** WHAT IS BEING ASKED **
Go through the lines below. Copy those with "pool".

Top of AVAILABLE DATA

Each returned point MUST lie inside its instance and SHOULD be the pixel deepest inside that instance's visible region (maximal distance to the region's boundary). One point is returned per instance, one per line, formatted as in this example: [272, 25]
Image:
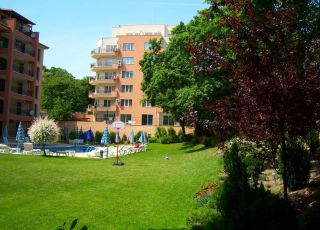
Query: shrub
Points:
[44, 131]
[298, 164]
[153, 140]
[112, 136]
[97, 137]
[310, 217]
[160, 132]
[246, 207]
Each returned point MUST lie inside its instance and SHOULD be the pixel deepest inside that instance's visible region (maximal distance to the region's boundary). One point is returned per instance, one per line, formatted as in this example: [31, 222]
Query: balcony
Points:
[104, 94]
[102, 52]
[24, 50]
[100, 108]
[25, 29]
[103, 66]
[25, 92]
[102, 80]
[23, 71]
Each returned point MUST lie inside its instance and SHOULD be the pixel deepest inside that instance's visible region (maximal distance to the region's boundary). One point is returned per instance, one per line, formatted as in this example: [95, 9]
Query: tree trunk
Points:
[183, 128]
[284, 162]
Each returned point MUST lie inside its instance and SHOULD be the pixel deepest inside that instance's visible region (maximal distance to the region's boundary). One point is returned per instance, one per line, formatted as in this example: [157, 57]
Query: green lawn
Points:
[148, 192]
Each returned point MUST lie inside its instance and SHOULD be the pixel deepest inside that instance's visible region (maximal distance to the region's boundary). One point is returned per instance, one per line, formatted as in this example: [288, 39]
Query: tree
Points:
[169, 79]
[270, 53]
[44, 131]
[62, 94]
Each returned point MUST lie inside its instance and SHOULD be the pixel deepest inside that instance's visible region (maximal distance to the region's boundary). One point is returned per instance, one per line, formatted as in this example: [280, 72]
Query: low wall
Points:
[99, 126]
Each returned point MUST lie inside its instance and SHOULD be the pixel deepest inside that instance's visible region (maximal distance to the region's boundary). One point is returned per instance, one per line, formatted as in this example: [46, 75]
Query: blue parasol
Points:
[105, 139]
[131, 136]
[20, 134]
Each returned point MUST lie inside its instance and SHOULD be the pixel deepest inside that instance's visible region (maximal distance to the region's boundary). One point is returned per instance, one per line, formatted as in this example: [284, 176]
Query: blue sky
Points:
[71, 28]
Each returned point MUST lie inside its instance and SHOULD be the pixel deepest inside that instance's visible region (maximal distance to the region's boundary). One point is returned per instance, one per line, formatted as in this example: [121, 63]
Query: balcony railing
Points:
[23, 70]
[24, 29]
[24, 50]
[25, 92]
[108, 50]
[20, 112]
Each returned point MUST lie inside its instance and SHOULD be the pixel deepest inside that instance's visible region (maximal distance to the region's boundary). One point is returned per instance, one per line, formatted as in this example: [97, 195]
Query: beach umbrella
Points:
[20, 134]
[90, 136]
[5, 133]
[131, 136]
[117, 137]
[65, 132]
[105, 139]
[143, 138]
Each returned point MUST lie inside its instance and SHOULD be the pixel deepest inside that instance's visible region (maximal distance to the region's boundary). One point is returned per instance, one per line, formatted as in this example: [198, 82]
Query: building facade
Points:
[21, 62]
[117, 95]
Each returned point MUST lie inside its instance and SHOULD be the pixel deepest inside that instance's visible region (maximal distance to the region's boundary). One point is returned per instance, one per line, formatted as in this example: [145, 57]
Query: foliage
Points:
[44, 131]
[313, 141]
[97, 137]
[62, 94]
[270, 53]
[169, 80]
[237, 205]
[298, 168]
[310, 217]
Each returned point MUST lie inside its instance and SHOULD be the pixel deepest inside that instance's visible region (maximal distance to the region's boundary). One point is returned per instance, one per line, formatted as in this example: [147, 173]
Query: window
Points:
[39, 55]
[125, 117]
[167, 120]
[36, 92]
[2, 84]
[107, 76]
[38, 73]
[3, 63]
[128, 60]
[108, 103]
[127, 74]
[106, 61]
[108, 89]
[147, 119]
[146, 104]
[126, 102]
[147, 46]
[128, 46]
[126, 88]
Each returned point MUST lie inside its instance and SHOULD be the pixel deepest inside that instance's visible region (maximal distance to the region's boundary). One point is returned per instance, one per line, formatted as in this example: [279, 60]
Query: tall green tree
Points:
[62, 94]
[169, 79]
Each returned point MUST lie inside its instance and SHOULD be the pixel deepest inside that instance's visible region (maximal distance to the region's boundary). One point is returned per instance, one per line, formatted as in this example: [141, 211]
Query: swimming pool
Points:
[76, 148]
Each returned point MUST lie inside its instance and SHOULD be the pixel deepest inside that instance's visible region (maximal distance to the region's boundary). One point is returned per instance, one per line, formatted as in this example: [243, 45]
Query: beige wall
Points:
[99, 126]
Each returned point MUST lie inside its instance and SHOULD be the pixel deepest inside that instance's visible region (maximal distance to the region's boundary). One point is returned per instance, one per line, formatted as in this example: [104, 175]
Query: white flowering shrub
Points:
[44, 131]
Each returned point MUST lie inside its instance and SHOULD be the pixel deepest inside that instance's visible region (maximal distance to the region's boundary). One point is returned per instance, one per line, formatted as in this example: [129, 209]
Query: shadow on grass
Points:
[189, 147]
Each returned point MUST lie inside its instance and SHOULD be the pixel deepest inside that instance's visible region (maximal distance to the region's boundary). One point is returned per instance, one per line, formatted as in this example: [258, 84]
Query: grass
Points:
[148, 192]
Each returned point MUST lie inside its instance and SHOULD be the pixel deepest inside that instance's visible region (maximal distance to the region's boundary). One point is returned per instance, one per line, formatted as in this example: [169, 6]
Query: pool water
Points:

Bottom of AVAILABLE DATA

** YOUR RESPONSE **
Query: swimming pool
Query: pool water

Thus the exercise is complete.